*Source text:*
# Athens extends its Military discount to include Emergency services



## rodney482 (Aug 31, 2004)

Athens offers a 20% discount on our bows to those that serve our great country. (active or retired)

Military
Police
Fire
EMS

Your order must go directly through Athens and you must be able to take a digital picture of you ID and email it to Athens.

You are limited to 2 bows per year.

The Protege youth bow is not included in the offer.


In order to take advantage of the discount call 574-224-2300. 


:usa:


----------



## cartman308 (Aug 12, 2006)

Nice of y'all to do this!! Speaks volumes of the class of operation you guys are running! I'm glad to be associated with Athens Archery!
_Posted via Mobile Device_


----------



## MAG00 (Nov 2, 2005)

cartman308 said:


> Nice of y'all to do this!! Speaks volumes of the class of operation you guys are running! I'm glad to be associated with Athens Archery!
> _Posted via Mobile Device_


x2 Same goes for me as well.


----------



## SIO_LIL_GUY (Mar 1, 2007)

:thumbs_up Athens for doing this!! :thumbs_up

My middle son Dustin just left for Army bootcamp in Ft. Sill OK. last Sunday...
Wish he would have followed in my shoes and went USMC, :teeth: but it was his decision. Either way, we are proud of him!


----------



## DesignedToHunt (Aug 5, 2008)

I have a friend that was eye balling my Accomplice a couple of weeks ago and it just so happens he is a PA State Trooper. Just sent him a text that I am sure will make his day.

Hats off to you guys at Athens once again!!!!


----------



## WHuffman (May 22, 2003)

This was first class! Thank you for supporting the men and women in uniform. :usa2:


----------



## Hock (Oct 2, 2009)

:thumbs_up Great job Athens!


----------



## nywell (Feb 21, 2005)

*Fantastic*

This is great. Thanks for your commitment to our service men & women.


----------



## Rooster Cogburn (Mar 5, 2005)

:whoo:

My wife doesn't know it yet, but she just purchased my Christmas present.

Thank you Athens.


----------



## rodney482 (Aug 31, 2004)

The thanks goes to all of those that serve!!!!

:thumbs_up

It is the least that we can do.


----------



## TCA_Bowhunter (Oct 28, 2009)

*Requirement A:*
Which lines in the entries contain the string "runway"? List each of them in full.
The forum thread above and the entries that follow have nothing to do with each other.

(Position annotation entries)
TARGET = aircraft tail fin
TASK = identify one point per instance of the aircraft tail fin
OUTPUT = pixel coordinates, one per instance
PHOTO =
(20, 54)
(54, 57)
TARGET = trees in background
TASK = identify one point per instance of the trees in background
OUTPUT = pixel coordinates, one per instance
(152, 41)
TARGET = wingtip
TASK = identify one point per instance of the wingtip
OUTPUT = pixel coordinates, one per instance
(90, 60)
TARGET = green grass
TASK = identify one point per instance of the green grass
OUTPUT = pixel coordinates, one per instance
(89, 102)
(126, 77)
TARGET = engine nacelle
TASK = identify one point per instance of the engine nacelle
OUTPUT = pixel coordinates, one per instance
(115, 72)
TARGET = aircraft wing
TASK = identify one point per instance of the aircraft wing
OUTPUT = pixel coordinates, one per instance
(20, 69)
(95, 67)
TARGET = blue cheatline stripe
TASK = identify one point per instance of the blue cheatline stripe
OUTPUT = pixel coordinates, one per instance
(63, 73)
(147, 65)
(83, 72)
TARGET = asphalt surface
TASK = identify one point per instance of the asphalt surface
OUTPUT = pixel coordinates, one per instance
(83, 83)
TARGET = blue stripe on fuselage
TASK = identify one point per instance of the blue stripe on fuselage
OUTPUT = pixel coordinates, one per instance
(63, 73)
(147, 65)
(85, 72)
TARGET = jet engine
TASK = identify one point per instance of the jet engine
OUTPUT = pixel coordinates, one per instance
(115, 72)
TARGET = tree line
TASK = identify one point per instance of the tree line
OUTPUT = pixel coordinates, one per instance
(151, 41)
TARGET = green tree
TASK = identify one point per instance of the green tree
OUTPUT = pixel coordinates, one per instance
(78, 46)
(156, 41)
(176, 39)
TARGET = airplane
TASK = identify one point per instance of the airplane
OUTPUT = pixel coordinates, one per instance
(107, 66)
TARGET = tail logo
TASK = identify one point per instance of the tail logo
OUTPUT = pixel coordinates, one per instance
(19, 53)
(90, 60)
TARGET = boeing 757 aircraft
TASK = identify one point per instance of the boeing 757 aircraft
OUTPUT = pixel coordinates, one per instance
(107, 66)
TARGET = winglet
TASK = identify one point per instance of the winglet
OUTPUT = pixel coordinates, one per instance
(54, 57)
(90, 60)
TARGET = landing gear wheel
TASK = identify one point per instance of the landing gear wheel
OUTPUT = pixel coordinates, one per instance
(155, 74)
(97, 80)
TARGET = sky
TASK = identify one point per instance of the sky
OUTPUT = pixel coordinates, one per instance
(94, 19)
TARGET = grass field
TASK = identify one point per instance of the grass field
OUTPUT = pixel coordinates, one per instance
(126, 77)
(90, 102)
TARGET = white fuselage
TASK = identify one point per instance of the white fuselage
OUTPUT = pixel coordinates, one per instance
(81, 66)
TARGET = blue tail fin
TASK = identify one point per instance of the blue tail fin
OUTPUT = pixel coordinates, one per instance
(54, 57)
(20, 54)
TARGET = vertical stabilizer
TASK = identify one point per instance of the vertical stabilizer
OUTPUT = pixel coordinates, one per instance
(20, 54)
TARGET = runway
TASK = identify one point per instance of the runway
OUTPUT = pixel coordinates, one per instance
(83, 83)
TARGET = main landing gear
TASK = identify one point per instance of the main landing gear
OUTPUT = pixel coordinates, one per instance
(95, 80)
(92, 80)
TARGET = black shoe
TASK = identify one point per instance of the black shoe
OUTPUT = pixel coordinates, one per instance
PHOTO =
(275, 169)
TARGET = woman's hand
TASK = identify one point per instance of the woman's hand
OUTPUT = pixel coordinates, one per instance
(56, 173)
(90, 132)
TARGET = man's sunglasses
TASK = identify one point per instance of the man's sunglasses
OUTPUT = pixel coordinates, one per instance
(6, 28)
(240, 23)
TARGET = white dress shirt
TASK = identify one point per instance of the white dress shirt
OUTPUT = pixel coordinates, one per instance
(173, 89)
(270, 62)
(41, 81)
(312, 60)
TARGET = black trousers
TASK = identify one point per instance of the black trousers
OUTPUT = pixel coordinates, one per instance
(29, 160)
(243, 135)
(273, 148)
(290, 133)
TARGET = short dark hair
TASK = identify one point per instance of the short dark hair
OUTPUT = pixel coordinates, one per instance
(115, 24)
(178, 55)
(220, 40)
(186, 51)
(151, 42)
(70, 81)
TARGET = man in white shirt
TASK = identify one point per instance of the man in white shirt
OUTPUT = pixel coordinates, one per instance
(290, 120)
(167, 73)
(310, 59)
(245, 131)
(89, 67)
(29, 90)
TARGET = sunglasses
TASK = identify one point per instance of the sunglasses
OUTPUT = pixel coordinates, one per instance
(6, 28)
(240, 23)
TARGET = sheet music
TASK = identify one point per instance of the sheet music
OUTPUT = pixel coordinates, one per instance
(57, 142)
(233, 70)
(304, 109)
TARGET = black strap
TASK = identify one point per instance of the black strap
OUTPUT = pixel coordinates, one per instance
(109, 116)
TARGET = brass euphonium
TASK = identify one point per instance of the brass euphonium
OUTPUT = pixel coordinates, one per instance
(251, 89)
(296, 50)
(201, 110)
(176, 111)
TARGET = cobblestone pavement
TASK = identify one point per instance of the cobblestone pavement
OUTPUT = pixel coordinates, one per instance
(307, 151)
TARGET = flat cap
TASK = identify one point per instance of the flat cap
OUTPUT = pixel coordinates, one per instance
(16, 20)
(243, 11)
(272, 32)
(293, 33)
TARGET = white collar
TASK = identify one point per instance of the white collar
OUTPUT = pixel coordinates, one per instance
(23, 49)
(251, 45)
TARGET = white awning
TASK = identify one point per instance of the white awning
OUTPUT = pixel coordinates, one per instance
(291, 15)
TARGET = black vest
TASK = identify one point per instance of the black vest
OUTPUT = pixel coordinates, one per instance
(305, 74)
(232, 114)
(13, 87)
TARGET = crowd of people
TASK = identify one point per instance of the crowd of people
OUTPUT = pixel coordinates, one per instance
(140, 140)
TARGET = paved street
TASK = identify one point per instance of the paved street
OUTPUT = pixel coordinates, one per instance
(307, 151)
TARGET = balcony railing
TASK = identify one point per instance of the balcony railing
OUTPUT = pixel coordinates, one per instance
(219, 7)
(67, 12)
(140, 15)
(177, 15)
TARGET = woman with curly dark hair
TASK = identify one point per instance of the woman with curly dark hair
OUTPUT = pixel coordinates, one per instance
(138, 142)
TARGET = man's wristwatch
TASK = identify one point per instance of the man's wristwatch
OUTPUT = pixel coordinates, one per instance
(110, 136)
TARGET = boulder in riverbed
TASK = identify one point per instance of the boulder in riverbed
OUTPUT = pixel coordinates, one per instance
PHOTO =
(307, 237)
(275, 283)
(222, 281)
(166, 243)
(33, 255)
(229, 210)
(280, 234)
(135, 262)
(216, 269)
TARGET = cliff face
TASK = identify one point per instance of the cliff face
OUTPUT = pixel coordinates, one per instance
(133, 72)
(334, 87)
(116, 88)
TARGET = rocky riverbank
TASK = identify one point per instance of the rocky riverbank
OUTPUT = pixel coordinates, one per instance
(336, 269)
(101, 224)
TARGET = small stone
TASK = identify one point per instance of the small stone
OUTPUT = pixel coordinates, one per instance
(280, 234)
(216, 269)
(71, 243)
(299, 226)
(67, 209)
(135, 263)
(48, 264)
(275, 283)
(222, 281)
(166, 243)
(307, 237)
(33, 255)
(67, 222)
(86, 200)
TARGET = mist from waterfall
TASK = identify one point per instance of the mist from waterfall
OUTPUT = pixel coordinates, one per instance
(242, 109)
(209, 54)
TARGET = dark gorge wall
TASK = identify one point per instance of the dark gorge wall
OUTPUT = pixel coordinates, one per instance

*Requirement B:*
In the Athens discount thread, which bow does the offer leave out?

*Complete output A:*
TARGET = runway
TASK = identify one point per instance of the runway

*Complete output B:*
The Protege youth bow.